» **YOUR INSTRUCTIONS**:
Write out the listing below line for line, changing nothing.

Object detection data:

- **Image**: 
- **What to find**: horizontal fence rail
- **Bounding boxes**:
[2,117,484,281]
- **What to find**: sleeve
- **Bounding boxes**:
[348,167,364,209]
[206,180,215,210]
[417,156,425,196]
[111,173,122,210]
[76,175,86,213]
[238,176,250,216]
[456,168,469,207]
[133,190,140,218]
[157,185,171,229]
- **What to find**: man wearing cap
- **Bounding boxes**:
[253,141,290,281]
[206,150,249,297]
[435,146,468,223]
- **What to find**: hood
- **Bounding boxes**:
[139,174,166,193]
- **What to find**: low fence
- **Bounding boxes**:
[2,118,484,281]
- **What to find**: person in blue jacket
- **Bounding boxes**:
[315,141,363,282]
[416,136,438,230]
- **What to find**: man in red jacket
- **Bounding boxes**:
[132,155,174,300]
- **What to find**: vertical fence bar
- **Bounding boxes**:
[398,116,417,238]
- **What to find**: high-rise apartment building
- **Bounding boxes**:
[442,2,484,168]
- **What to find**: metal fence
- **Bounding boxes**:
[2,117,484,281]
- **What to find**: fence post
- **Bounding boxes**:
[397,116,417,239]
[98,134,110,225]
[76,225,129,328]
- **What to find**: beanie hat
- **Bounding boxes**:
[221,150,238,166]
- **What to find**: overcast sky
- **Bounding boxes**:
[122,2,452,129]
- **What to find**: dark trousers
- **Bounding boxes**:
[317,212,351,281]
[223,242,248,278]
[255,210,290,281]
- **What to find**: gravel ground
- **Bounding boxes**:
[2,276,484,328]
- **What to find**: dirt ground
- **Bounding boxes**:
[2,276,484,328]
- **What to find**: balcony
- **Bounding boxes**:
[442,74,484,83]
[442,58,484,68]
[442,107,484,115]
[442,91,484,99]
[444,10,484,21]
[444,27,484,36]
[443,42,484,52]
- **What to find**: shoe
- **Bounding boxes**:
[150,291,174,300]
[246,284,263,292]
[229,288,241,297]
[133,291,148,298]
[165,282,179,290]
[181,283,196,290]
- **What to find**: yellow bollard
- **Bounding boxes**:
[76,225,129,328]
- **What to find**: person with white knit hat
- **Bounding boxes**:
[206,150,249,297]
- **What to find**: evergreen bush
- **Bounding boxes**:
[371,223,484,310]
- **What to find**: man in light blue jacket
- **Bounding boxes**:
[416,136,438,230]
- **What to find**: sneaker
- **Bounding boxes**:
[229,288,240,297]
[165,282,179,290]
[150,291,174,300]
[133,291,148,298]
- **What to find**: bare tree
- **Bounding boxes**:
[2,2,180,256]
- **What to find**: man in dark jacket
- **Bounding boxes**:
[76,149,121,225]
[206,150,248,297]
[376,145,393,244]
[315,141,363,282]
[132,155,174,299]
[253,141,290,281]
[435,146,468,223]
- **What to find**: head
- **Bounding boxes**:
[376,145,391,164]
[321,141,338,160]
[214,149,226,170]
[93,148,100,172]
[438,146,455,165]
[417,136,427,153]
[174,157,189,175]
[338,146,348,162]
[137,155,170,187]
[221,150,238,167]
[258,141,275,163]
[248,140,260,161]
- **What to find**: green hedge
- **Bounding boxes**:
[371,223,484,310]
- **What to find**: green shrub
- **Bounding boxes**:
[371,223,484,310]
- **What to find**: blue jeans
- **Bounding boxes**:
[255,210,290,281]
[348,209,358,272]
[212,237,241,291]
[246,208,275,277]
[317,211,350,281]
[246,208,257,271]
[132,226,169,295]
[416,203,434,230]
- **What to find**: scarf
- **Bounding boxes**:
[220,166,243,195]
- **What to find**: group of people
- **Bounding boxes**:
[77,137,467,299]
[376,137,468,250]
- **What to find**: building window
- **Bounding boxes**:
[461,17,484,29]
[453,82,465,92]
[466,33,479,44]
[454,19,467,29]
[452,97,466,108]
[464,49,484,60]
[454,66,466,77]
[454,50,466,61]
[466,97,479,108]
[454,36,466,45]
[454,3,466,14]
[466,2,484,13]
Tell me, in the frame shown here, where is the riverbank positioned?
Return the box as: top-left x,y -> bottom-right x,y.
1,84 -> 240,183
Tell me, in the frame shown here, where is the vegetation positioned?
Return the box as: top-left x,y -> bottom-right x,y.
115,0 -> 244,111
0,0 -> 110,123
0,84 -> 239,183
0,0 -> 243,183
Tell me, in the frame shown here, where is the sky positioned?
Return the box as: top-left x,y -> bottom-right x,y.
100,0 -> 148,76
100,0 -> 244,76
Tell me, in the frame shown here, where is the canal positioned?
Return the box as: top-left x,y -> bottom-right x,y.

» **SOLUTION TO THIS TASK**:
- **Image**: 
- **What to find**: horizontal fence rail
- **Bounding boxes**:
[2,117,484,281]
- **What to find**: sleeve
- **Bounding boxes**:
[348,167,364,209]
[206,180,215,210]
[417,156,425,196]
[111,173,122,210]
[76,175,86,213]
[238,176,250,216]
[456,168,469,207]
[133,190,140,218]
[157,185,171,229]
- **What to find**: man wearing cap
- **Bounding boxes**:
[253,141,290,281]
[206,150,249,297]
[435,146,468,223]
- **What to find**: hood
- **Bounding boxes**:
[139,174,166,193]
- **What to find**: low fence
- **Bounding boxes**:
[2,118,484,281]
- **What to find**: person in blue jacket
- **Bounding boxes**:
[315,141,363,282]
[416,136,438,230]
- **What to find**: man in red jacket
- **Bounding boxes**:
[132,155,174,300]
- **What to find**: vertical fence bar
- **Bounding boxes**:
[398,116,417,238]
- **What to find**: high-rise apartment building
- **Bounding boxes**:
[442,2,484,168]
- **What to find**: metal fence
- **Bounding boxes**:
[2,117,484,281]
- **What to find**: fence post
- **Bounding boxes**:
[397,116,417,239]
[98,134,110,225]
[76,225,129,328]
- **What to find**: beanie hat
- **Bounding boxes**:
[221,150,238,166]
- **What to find**: overcast sky
- **Bounding boxes**:
[122,2,452,129]
- **What to find**: dark trousers
- **Bounding boxes**:
[317,212,351,281]
[223,242,248,278]
[255,210,290,281]
- **What to find**: gravel ground
- **Bounding boxes**:
[2,276,484,328]
- **What to find**: dirt ground
- **Bounding boxes**:
[2,276,484,328]
- **What to find**: balcony
- **Bounding boxes**:
[442,74,484,83]
[442,58,484,68]
[442,107,484,115]
[442,91,484,99]
[444,10,484,21]
[444,27,484,36]
[443,42,484,52]
- **What to find**: shoe
- **Bounding boxes**:
[150,291,174,300]
[246,284,263,292]
[229,288,241,297]
[133,291,148,298]
[165,282,179,290]
[181,283,196,290]
- **What to find**: yellow bollard
- **Bounding boxes**:
[76,225,129,328]
- **What to find**: person with white knit hat
- **Bounding boxes**:
[206,150,249,297]
- **What to find**: evergreen bush
- **Bounding boxes**:
[371,223,484,310]
- **What to find**: man in light blue jacket
- **Bounding boxes**:
[416,136,438,230]
- **What to find**: sneaker
- **Bounding boxes**:
[229,288,240,297]
[165,282,179,290]
[150,291,174,300]
[133,291,148,298]
- **What to find**: bare tree
- **Bounding boxes**:
[2,2,180,256]
- **What to find**: man in dark jacket
- **Bounding boxes**:
[76,149,121,225]
[206,150,248,297]
[376,145,393,244]
[315,141,363,282]
[132,155,174,299]
[253,141,290,281]
[435,146,468,223]
- **What to find**: head
- **Bounding boxes**:
[376,145,391,164]
[321,141,338,160]
[214,149,226,170]
[93,148,100,172]
[438,146,455,165]
[417,136,427,153]
[174,157,189,175]
[338,146,348,162]
[137,155,170,187]
[221,150,238,167]
[258,141,275,163]
[248,140,260,161]
- **What to find**: green hedge
- **Bounding boxes**:
[371,223,484,310]
- **What to find**: green shrub
- **Bounding boxes**:
[371,223,484,310]
- **What to find**: blue jeans
- **Bounding boxes**:
[255,210,290,281]
[348,209,358,272]
[212,237,241,291]
[246,208,275,277]
[317,211,350,281]
[246,208,257,271]
[132,226,169,295]
[416,203,434,230]
- **What to find**: scarf
- **Bounding boxes**:
[220,166,243,195]
- **What to find**: group of people
- **Bounding boxes**:
[77,137,467,299]
[376,137,468,250]
- **What to find**: building window
- **Bounding boxes**:
[461,17,484,29]
[453,82,465,92]
[466,33,479,44]
[454,19,467,29]
[452,97,466,108]
[464,49,484,60]
[454,66,466,77]
[454,50,466,61]
[466,97,479,108]
[454,36,466,45]
[454,3,466,14]
[466,2,484,13]
Tell me, in the frame shown here, where is the riverbank positioned?
Return the box as: top-left x,y -> bottom-right x,y.
1,84 -> 240,183
Tell me, in the frame shown here, where is the vegetation positioned?
Return the box as: top-left x,y -> bottom-right x,y.
115,0 -> 244,111
0,0 -> 110,123
0,84 -> 239,183
0,0 -> 243,183
Tell me, in the frame shown here, where is the sky positioned?
Return the box as: top-left x,y -> bottom-right x,y.
100,0 -> 148,76
100,0 -> 244,76
Tell me, in the frame shown here, where is the canal positioned?
Return the box as: top-left x,y -> bottom-right x,y.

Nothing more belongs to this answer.